What’s Going On In Mark Trail? How is Mark Trail not in jail? November 2020 – January 2021


I have no idea. In the current story Mark Trail’s stolen a speedboat and damaged a lot of rich people’s stuff. And knocked a man unconscious into the water. Some of this I can imagine getting cleared up. I don’t know how he’s not awaiting arraignment, though. Sorry.

So that catches you up on Jules Rivera’s Mark Trail for the end of January 2021. If you’re reading this after about May 2021, there’ll likely be a more up-to-date plot recap at a post here. I’ll also post any news about the strip there.

Mark Trail.

15 November 2020 – 31 January 2021.

The new Mark Trail had just got his first assignment in months. It’s investigating Happy Trail Farms for Teen Girl Sparkle magazine. He was freaking out about this assignment, down to not telling anyone what upset him. And by chance Kelly Welly stopped in town to mention how popular they are on the Internet, unlike Mark Trail.

Instagram Envy sends Mark Trail on a frenzy of doing little web features for Teen Girl Sparkle. Editor Amy Lee likes it. And his natural enthusiastic squareness works for readers too, a thing I can see. But that’s a side line to getting to Florida and meeting Jolly Roger.

Frankie, boating Mark Trail up to a bunch of ripples in the swamp: 'We're here.' Mark Trail: 'Jolly Roger is here? Where?' Roger bursts up from under the water, holding a python. Mark: 'Oh, wow! Jolly Roger, it's Mark. It's been a while. How are you, Jolly?' Roger, putting the snake in a cage: 'Not too bad ... ever since your father stole my farm.'
Jules Rivera’s Mark Trail for the 11th of November, 2020. So you’re either amused by the snake’s ! word balloon in the second panel there or you hate it, and I imagine that defines whether you like Rivera’s strip or not. Me, I wonder what the strip looks like in black-and-white, if any newspapers are running the dailies without color.

Or re-meeting Jolly Roger, who’s been a python hunter ever since losing his farm. Mark gets bitten by a python, while trying to find a Burmese python, and asks immediately whether the snake’s all right. It’s part of what convinces Roger’s partner that this Mark Trail they can trust.

Meanwhile Cherry Trail, with Rusty, are also driving to Florida. He has a homework project of making a family tree. It’s not at all suspicious how convenient this is. Cherry was driving to see her family. And she reveals that the woman she’s told Rusty was her aunt is in fact her mother. They drive to an RV park. We meet Cherry’s younger stepsisters, Olive and Peach Pitt. Cherry says she’s not there to dredge up the past, but to talk. Olive wants to know things like was she ever going to mention she had a son? The reunion turns into a brawl immediately.

Back on Mark Trail. We get Jolly Roger’s story. Mark’s father, Happy Trail, had a deal for his neighbor and friend Roger. Sign over his farm to the Happy Trail Farms trail-mix company for a share of the revenue. All right. In practice, Happy Trails used Roger’s farm for fertilizer runoff. Algae filled the nearby ponds. Roger brought his case to the media. It stirred up controversy. Roger is a Black man going up against a wealthier white man with a corporation. So that hasn’t been happy for him.

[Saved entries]

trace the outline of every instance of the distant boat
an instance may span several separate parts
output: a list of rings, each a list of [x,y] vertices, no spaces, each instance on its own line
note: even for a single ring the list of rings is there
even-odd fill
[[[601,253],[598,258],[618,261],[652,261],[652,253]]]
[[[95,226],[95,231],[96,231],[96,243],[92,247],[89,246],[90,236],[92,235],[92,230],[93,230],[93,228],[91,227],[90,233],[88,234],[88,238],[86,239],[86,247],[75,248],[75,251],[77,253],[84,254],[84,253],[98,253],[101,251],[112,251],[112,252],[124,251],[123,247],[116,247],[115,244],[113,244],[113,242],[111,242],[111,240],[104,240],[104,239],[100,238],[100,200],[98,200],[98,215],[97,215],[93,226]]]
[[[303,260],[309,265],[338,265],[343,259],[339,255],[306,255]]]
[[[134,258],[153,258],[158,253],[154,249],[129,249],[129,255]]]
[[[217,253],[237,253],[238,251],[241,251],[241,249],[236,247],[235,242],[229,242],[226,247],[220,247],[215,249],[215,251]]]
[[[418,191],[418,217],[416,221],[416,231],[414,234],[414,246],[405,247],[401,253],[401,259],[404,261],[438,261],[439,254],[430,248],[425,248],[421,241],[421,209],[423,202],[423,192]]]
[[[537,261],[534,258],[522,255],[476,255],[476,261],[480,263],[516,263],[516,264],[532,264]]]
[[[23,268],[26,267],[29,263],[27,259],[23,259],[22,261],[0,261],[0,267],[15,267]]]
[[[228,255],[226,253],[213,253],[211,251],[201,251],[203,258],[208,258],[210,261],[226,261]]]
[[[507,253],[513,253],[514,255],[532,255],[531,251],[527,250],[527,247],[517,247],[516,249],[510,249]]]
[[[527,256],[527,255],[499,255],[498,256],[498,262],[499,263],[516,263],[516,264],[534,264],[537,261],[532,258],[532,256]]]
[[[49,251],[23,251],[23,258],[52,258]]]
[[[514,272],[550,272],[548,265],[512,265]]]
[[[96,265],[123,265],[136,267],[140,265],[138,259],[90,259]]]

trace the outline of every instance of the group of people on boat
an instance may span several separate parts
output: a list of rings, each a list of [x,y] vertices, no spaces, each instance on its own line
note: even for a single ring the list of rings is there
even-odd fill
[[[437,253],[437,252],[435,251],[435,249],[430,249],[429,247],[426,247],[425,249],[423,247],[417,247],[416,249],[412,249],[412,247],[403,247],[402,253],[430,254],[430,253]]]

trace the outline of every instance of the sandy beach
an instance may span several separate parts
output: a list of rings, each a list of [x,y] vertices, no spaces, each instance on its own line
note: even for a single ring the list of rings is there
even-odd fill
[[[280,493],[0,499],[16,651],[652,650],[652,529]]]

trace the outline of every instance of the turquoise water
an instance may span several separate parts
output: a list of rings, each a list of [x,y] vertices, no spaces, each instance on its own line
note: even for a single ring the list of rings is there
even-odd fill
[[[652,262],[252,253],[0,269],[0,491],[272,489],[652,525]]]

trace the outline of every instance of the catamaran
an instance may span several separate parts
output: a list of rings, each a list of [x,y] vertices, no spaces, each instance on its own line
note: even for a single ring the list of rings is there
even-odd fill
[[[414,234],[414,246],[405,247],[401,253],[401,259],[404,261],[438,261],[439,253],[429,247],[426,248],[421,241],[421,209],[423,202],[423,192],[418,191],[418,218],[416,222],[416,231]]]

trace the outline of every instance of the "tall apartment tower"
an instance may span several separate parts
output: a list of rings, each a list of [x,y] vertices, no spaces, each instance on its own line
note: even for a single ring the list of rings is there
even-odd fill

**Your instructions:** Pick up the Mark Trail plot recap after its final sentence and write the next part.

**Response to this task:**
Roger, narrating flashbacks: 'I contacted the media. That's when things got ugly.' (Roger speaking with a news reporter.) 'The protest started outside the farm ... ' (Protest march outside Happy Trails Farm.) 'My family faced a backlash of hate ... ' (Roger's family looking at a smashed up and graffitied van with N-something and GO AWAY sprayed across it.) 'And for the last 13 years ... I've been trying to get my farm back.'
Jules Rivera’s Mark Trail for the 17th of December, 2020. The van in the third panel hit me particularly. It’s a more direct and intense thing than goings-on with, like, Jolly Roger laughing at having caught a python.

All Mark Trail can do is apologize. For not doing anything to stop his father. Also for running away, which confirms the meaning of a flashback we’d seen in October. Mark says how he was “old enough to fight for my country, but I didn’t fight for my friend”. It’s an interesting mention. When the comic strip started in 1946, Mark Trail was, as you’d expect for his age and physical condition, a veteran. Whatever else might be getting retconned or revised, that was kept.

Back on Cherry Trail. Her mother breaks up Cherry’s fight with Olive, using a bucket of water. Peach Pitt reveals she’d asked Cherry to come for “business advice”. Peach had been following Cherry on social media. I don’t know if that was reciprocated. Peach confirms their mother’s bipolar disorder isn’t getting better. And Cherry explains to Rusty that this is why she and her father left, years ago, and have kept so much distance. The business advice is that their mother needs more professional care. Peach has found what she calls a great inpatient treatment center. It’s $20,000.

Back to Mark Trail. He’s got his Roger interview. Now he needs to interview his father. I’ll be calling him Happy Trail; it can be confusing when father and son have identical names. Happy’s glad to see him at the Miami Speedboat Mania here. He’s also huggy. But he’ll talk about the farm if that’s what he can’t avoid doing. Happy’s argument is he bought the farm fair and square. It’s not his or Roger’s fault that the land’s more valuable now. He didn’t create the toxic algae. He did buy a speedboat, though, he’ll own up to that.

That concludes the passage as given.